* Things to do:
A – Answer these questions about the court excerpt:
(i) On which day of the week could Appellant see the child, according to the document the district court describes?
(ii) Under Chilean law, what must Appellee allow Appellant?
(iii) Under the Hague Convention and ICARA, what do Appellant's claimed rights cumulatively amount to?
B – Please write out the part of the court excerpt starting at "The bundle of" and ending at "belong to Appellee.", word for word.

* Excerpt provided:
□ □ □ □ □ □ □

At oral argument, the district court attempted on a number of occasions to elicit what rights Appellant has that he claims would amount to custody. However, Appellant was unable to offer anything more than the language of Article 229, visitation rights, payment of some expenses and possibly registering the child for school.3 As the district court stated:
I don’t see where he had rights. The one document that you showed me gave him a very specific right.... It said one very specific thing. On Sundays, from 10 to 8 or 10 to 10, depending on season, he got to see the child. It didn’t say, and by the way, these are a list of the other things you get to decide in the child’s life. You get to decide, as I said, what school the child goes to. You get to bring the child to school every day or pick the child up from school every day or make determinations about what classes the child will take or what extracurricular activities the child will be in. Those are the kinds of things that would lead me to say he was given custodial rights versus he was given access. I don’t see any of that.
On the other hand, Appellee has the authority to make all these crucial decisions for the child. The only restrictions on Appellee’s decision-making power under Chilean law are that she has to allow Appellant his scheduled visitations and she cannot take the child out of the country without either Appellee’s permission or a court order.
The bundle of rights Appellant lays claim to does not create rights of custody under the Hague Convention and ICARA; they cumulatively amount merely to a right of access. We find, as the district court concluded, that Appellant has no right to make determinations about the wellbeing and conduct of the child. These rights belong to Appellee.

□ □ □ □ □ □ □

Dataset items:
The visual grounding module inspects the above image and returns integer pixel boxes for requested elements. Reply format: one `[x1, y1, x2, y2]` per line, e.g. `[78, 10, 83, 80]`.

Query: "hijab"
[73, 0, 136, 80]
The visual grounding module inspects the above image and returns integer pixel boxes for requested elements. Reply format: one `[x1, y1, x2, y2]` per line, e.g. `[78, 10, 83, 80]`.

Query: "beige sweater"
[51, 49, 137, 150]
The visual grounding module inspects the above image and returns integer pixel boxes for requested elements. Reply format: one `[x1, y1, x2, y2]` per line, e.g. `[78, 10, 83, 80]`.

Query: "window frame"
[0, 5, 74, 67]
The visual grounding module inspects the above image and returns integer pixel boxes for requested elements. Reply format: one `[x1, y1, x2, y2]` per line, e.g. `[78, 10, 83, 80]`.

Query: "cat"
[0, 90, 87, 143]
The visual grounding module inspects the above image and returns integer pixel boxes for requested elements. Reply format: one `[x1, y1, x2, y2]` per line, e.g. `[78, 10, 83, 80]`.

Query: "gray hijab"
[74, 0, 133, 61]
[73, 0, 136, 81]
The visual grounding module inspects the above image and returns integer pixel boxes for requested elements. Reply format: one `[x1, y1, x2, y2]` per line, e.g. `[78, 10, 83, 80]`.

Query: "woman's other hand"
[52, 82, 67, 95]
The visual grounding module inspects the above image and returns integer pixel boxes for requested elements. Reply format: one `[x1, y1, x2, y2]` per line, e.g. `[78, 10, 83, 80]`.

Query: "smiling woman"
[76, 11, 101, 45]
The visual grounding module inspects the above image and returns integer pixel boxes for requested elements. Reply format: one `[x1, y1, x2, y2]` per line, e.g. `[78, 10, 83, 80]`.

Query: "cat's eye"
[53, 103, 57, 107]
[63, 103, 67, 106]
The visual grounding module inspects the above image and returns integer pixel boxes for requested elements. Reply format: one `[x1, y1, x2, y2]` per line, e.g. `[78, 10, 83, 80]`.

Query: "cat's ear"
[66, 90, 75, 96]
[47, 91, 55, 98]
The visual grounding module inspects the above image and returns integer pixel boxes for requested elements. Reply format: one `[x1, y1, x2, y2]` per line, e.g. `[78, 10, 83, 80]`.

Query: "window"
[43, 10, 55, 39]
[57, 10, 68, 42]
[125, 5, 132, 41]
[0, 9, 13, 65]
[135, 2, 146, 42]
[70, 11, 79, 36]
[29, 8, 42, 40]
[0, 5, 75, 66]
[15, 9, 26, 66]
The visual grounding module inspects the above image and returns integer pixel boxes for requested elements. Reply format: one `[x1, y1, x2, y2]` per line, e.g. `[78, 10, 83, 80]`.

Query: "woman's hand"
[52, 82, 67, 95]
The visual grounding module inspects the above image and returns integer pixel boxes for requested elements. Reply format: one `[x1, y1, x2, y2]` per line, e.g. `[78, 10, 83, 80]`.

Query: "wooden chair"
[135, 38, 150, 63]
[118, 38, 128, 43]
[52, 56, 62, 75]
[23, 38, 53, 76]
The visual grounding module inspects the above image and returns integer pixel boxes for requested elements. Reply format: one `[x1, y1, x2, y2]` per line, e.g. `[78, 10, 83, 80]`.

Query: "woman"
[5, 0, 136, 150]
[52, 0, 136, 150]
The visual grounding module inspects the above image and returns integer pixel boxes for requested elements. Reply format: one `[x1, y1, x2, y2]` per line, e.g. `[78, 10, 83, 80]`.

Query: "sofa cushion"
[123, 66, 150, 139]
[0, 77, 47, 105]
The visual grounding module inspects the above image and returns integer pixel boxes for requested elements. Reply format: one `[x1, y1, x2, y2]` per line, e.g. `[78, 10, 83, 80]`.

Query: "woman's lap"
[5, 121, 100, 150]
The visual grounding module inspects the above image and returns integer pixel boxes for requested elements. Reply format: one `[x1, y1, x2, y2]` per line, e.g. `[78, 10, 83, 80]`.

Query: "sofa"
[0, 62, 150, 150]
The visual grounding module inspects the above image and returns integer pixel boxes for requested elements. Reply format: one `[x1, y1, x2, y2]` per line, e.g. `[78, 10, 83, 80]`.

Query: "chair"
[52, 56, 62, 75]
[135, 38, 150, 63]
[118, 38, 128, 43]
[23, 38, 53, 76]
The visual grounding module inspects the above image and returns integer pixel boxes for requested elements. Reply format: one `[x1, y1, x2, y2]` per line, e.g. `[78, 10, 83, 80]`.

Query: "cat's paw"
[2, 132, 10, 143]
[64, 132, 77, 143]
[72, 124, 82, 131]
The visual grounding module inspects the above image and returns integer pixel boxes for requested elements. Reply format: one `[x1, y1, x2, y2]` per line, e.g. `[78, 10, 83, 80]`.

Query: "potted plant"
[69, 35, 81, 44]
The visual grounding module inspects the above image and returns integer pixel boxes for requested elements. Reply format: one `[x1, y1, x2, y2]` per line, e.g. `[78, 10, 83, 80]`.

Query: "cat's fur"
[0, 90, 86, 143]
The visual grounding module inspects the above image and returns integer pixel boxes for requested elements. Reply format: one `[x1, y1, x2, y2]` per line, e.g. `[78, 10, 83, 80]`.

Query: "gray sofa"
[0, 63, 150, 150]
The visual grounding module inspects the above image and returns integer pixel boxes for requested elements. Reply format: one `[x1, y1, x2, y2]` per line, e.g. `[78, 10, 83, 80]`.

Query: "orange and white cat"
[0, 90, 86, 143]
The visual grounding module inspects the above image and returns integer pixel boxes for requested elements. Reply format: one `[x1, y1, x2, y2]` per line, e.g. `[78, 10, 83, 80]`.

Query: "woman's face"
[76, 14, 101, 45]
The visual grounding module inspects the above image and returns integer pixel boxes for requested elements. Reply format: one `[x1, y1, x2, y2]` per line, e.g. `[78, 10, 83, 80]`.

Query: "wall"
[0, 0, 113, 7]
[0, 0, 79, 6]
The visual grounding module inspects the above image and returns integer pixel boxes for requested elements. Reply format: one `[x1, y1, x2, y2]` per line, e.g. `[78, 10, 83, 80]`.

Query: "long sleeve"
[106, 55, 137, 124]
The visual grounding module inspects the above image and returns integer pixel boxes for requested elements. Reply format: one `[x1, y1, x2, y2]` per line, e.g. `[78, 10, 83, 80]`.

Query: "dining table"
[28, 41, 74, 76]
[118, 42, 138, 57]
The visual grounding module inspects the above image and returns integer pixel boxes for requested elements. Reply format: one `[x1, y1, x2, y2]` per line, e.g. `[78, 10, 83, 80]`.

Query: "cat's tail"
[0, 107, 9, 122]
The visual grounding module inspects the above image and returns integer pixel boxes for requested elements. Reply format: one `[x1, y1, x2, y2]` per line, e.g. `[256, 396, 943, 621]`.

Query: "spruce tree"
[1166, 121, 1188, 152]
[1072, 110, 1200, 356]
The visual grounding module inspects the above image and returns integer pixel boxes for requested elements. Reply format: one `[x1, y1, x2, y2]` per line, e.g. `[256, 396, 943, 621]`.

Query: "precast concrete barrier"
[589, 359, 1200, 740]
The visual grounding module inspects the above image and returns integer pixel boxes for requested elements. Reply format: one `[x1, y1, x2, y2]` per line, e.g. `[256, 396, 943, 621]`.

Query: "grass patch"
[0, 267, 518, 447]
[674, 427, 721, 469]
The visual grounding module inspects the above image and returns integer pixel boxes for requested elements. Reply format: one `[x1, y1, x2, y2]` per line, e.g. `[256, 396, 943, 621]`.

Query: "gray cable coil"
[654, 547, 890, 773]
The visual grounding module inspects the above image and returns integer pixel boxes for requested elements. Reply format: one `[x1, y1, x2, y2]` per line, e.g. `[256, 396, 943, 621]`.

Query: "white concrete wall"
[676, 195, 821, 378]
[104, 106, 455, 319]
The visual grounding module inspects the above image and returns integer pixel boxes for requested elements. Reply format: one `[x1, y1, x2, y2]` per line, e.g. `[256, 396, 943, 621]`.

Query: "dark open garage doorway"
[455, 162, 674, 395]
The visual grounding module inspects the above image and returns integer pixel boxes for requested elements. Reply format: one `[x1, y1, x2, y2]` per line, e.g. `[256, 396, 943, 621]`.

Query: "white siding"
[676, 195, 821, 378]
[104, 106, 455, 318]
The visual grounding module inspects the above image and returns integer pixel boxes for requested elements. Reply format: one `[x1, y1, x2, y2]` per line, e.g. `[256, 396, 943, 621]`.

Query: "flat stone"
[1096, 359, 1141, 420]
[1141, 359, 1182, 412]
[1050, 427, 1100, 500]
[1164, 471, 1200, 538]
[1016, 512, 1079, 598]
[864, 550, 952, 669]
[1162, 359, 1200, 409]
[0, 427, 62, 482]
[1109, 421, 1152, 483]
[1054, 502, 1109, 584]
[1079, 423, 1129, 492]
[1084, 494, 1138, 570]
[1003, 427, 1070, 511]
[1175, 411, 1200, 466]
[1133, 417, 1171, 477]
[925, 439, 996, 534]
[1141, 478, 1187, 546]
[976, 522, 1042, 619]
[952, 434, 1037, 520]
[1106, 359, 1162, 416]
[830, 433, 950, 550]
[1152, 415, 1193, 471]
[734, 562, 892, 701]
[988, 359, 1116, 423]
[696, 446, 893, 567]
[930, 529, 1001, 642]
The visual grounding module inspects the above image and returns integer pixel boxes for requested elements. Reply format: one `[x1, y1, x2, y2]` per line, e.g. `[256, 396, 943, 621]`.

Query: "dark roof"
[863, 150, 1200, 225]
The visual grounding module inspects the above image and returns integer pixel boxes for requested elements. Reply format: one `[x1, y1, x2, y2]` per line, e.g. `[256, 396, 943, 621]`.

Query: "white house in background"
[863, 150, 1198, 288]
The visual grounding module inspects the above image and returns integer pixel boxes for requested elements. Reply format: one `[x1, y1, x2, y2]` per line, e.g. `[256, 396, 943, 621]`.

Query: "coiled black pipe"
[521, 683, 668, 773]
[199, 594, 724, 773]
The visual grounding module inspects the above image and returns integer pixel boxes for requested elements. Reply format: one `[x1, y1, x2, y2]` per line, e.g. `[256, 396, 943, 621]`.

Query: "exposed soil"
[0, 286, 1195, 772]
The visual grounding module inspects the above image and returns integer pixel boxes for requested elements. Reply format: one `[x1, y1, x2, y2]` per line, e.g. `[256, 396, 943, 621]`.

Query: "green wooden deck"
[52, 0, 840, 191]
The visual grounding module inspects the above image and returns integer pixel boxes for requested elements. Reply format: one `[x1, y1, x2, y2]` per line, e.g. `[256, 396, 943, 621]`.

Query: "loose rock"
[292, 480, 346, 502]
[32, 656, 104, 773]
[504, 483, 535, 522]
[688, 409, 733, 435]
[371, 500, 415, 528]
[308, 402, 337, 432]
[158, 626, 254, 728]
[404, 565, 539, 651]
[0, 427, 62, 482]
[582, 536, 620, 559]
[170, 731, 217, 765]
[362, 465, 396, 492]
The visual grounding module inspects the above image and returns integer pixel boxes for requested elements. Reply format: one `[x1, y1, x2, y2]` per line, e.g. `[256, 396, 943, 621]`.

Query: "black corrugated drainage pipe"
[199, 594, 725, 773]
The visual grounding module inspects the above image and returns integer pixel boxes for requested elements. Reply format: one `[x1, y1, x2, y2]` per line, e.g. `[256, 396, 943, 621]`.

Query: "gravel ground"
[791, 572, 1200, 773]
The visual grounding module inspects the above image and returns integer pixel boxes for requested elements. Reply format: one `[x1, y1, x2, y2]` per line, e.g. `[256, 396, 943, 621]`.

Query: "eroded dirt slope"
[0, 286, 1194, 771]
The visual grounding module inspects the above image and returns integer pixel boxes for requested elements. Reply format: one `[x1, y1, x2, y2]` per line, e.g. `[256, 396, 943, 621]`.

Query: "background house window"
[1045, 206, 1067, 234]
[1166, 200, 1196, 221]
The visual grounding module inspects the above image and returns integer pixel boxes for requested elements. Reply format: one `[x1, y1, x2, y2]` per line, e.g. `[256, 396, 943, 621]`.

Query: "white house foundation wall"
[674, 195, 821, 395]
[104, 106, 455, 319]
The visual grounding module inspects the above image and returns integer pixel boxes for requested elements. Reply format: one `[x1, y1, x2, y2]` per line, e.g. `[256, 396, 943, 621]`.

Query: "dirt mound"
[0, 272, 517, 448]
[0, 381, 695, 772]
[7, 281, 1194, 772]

□ □ □ □ □ □ □

* Results of the exercise:
A –
(i) Sundays
(ii) His scheduled visitations
(iii) Merely a right of access

B –
The bundle of rights Appellant lays claim to does not create rights of custody under the Hague Convention and ICARA; they cumulatively amount merely to a right of access. We find, as the district court concluded, that Appellant has no right to make determinations about the wellbeing and conduct of the child. These rights belong to Appellee.